START The data

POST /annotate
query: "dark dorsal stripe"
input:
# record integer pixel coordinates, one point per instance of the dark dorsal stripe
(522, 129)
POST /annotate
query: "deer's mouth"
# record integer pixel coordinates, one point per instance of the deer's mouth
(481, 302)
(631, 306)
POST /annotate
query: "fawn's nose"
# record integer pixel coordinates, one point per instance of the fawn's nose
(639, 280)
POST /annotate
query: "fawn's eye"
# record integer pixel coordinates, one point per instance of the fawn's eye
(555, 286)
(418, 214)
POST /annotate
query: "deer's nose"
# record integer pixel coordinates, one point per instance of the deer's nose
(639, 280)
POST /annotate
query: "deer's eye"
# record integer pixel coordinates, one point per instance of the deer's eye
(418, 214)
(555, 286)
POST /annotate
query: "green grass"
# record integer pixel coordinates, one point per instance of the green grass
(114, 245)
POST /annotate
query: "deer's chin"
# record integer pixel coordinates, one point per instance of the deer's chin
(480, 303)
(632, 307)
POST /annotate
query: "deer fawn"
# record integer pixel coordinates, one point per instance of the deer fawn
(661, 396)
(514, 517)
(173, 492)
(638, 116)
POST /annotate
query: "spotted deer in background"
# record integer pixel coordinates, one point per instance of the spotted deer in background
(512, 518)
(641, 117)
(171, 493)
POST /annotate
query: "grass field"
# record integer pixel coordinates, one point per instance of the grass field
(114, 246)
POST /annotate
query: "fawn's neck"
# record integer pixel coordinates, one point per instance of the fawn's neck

END The data
START The data

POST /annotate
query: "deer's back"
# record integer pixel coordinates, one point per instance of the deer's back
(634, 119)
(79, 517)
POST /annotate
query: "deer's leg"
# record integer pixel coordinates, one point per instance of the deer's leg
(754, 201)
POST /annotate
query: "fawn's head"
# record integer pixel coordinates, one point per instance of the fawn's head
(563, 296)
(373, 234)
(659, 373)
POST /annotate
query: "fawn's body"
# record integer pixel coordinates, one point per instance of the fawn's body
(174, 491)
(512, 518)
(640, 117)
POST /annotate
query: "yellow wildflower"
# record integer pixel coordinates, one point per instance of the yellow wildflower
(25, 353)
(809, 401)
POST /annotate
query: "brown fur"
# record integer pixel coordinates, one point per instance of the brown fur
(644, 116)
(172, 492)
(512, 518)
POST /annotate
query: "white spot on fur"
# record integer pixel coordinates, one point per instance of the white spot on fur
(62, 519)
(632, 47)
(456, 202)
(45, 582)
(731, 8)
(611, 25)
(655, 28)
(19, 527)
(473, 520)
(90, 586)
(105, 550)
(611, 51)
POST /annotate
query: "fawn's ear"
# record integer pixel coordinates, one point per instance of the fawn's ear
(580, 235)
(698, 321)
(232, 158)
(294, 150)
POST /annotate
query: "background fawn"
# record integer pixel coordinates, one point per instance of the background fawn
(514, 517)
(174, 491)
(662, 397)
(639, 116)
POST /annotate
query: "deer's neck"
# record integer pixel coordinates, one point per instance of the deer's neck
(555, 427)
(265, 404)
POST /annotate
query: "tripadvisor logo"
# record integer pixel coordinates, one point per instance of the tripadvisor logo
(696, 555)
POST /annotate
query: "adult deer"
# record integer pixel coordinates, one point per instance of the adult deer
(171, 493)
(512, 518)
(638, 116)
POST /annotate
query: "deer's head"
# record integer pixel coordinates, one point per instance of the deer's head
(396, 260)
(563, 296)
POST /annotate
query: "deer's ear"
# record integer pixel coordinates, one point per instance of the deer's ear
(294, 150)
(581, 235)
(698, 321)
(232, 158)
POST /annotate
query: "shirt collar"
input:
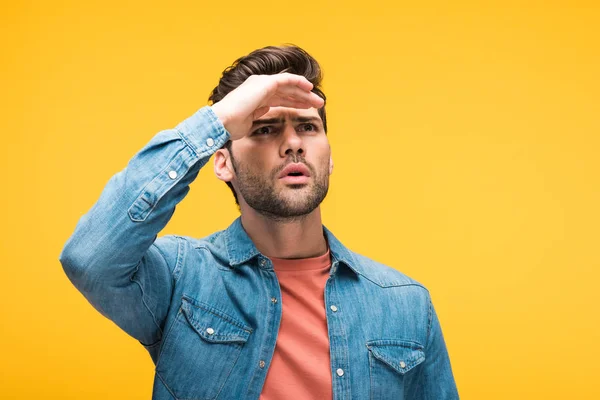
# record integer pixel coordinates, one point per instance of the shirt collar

END The data

What you will do.
Go through the material above, and wherever a line contains the string "shirt", return it.

Completed task.
query: "shirt collar"
# record integer pixel coordinates, one point per instance of the shirt collar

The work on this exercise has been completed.